CHALLENGE —
Please write out the lines below again, substituting "passenger window" for each "front side window" and leaving everything else the same.

DATA SECTION —
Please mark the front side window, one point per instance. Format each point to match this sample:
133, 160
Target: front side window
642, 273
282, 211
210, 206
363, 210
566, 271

RESULT BELOW —
Please mark the passenger window, one point per instance. Format each point to match this sample:
133, 160
Target: passenger window
642, 273
282, 211
210, 206
363, 210
566, 271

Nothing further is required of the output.